Gib die Zeilen der Daten unten unverändert aus, angefangen bei der Zeile mit „Task: mark each instance of the gravel“ bis einschließlich der letzten Zeile der Daten.

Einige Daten
────────────────────────────────────────
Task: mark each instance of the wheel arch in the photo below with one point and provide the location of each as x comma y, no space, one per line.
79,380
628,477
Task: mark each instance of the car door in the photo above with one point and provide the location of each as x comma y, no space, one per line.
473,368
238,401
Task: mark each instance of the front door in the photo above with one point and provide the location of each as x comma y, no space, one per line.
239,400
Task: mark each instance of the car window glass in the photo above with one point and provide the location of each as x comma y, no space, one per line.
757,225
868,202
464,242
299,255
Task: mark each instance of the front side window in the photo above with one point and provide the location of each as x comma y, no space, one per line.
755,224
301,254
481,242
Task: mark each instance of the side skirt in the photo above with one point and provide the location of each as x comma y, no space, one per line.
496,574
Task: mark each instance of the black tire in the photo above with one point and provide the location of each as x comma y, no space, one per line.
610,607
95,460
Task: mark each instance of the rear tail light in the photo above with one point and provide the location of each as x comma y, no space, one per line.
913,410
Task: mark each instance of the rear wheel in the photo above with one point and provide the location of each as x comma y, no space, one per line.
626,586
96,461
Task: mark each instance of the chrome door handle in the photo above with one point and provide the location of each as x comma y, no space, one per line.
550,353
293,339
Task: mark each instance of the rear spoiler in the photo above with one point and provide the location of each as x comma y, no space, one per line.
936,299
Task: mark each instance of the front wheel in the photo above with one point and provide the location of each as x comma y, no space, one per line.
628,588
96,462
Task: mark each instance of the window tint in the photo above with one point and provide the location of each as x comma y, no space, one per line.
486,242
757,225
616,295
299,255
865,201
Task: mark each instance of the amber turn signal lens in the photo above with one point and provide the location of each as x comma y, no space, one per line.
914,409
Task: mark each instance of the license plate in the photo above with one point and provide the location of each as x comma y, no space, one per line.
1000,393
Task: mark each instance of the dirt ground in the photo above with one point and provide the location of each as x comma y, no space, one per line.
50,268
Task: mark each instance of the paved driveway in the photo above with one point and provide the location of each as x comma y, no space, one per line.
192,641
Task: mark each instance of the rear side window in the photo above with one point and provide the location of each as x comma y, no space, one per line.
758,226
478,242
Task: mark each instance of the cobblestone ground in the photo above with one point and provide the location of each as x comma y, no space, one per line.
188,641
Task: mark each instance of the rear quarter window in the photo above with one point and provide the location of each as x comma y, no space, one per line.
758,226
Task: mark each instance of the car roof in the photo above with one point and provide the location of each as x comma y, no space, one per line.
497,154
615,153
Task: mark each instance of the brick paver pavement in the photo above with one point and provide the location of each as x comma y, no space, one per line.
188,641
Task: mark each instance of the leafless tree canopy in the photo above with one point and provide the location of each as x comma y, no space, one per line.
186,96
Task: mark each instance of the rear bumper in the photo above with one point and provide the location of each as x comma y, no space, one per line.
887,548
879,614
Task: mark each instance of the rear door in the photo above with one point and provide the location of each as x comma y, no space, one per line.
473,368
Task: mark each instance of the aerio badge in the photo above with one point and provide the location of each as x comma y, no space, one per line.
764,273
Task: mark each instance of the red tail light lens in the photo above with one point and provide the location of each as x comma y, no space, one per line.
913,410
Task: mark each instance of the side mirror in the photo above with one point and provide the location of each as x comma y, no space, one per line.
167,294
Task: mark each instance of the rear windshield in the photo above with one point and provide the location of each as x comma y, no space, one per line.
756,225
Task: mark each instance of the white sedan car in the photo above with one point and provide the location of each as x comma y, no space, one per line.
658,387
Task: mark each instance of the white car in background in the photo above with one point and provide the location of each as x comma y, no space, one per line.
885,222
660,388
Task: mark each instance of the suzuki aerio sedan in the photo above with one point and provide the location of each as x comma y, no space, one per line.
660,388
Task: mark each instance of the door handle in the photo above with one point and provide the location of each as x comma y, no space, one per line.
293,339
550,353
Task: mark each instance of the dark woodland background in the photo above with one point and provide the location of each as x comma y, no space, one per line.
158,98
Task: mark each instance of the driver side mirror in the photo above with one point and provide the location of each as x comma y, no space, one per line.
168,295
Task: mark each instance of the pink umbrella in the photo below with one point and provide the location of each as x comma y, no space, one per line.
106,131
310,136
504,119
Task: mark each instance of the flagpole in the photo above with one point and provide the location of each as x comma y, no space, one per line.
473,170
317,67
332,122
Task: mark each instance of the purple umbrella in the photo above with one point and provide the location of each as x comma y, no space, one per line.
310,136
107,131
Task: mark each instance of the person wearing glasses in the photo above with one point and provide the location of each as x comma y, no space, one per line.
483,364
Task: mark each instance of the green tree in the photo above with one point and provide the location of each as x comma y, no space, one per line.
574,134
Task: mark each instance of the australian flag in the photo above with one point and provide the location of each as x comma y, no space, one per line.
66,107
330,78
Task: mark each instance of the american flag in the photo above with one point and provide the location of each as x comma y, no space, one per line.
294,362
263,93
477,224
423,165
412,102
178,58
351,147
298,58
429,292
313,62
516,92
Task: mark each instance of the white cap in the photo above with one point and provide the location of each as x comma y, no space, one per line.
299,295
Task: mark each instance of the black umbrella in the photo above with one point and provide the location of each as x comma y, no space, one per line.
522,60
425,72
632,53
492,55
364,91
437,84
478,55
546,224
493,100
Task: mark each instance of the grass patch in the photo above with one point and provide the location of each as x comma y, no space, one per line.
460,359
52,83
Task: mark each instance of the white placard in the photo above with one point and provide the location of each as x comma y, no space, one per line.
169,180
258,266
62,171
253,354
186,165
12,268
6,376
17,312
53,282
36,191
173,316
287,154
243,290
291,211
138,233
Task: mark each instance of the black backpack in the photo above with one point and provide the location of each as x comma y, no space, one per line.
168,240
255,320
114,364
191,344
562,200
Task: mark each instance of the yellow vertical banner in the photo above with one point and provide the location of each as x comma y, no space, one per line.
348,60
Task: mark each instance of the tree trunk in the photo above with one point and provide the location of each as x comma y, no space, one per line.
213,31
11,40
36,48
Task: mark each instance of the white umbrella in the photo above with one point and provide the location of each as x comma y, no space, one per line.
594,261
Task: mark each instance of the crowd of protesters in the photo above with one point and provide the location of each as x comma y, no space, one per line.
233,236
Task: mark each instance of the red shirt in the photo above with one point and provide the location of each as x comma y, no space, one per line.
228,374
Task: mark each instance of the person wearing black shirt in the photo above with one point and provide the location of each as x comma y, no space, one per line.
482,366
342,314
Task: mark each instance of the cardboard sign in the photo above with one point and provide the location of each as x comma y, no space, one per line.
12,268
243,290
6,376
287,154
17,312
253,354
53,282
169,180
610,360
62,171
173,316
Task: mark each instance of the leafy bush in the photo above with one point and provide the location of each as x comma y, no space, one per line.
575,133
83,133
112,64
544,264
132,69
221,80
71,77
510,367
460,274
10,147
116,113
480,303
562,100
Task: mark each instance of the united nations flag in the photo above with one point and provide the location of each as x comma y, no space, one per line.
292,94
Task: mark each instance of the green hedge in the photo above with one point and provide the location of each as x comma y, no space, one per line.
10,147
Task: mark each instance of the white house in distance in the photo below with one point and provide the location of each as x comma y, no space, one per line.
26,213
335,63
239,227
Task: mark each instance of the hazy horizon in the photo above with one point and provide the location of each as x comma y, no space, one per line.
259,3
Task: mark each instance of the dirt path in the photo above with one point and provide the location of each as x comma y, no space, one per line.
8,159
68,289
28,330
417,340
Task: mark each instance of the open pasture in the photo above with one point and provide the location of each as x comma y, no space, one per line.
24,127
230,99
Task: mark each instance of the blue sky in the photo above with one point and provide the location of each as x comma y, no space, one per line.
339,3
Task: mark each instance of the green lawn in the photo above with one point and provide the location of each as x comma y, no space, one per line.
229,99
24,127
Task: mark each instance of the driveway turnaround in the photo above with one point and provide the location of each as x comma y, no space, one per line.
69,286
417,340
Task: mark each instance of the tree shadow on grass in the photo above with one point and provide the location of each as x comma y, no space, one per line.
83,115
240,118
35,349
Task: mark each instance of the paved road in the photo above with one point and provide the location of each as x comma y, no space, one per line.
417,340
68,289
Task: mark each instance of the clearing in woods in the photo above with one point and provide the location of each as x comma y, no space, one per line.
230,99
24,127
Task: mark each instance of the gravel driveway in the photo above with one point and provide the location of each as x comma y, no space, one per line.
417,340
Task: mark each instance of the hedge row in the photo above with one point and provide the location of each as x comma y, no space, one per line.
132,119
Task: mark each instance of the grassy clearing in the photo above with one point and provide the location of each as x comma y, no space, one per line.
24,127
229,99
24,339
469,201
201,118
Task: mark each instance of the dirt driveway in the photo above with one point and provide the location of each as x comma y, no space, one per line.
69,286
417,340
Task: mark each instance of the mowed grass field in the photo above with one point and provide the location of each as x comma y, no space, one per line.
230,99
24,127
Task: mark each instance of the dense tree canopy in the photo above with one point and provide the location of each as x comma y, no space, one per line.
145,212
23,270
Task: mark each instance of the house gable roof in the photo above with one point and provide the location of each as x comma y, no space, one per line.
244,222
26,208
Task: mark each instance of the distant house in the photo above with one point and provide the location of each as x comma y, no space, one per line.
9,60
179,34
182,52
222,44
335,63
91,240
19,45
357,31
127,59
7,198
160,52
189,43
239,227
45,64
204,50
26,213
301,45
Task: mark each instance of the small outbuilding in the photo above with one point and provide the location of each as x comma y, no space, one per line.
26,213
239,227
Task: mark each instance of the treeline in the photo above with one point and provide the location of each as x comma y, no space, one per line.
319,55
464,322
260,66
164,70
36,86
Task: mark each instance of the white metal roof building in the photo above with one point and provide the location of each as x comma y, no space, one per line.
────────────────────────────────────────
▶ **Lösung der Aufgabe**:
Task: mark each instance of the gravel driveway in the photo above with one point and provide the location of each as x comma y, no space, one per line.
417,340
Task: mark each instance of the hedge row in the photo above with one point and provide the location of each as x comma y, no space, one per line.
132,119
Task: mark each instance of the grassy clearing in the photo above with one point and provide the location of each as x comma y, no space, one per line.
24,127
229,99
24,339
469,201
201,118
Task: mark each instance of the dirt driveway in the photo above with one point and provide the location of each as x comma y, no space, one per line.
69,286
417,340
Task: mark each instance of the mowed grass field in the photo above with one point and provide the location of each as x comma y, no space, one per line.
230,99
24,127
Task: mark each instance of the dense tree canopy in the photo above with one point and provide the location of each as x comma y, no space, one per line.
145,212
23,270
Task: mark each instance of the house gable roof in the photo above with one point and provide the location of each as x comma y, no space, one per line.
244,222
26,208
Task: mark each instance of the distant house in the photo above with one point and provide the location of each as x comma y, no space, one per line.
9,60
179,34
182,52
222,44
335,63
91,240
19,45
357,31
127,59
7,198
160,52
189,43
239,227
45,64
204,50
26,213
301,45
Task: mark each instance of the small outbuilding in the photo above with one point and provide the location of each as x comma y, no space, one per line.
26,213
239,227
Task: mark each instance of the treeline in the photo above with one point and provide the location of each as x comma y, no space, one per line.
319,55
464,322
260,66
164,70
36,86
Task: mark each instance of the white metal roof building in the photo above with one point and provide the location of each as x comma y, no space, one per line.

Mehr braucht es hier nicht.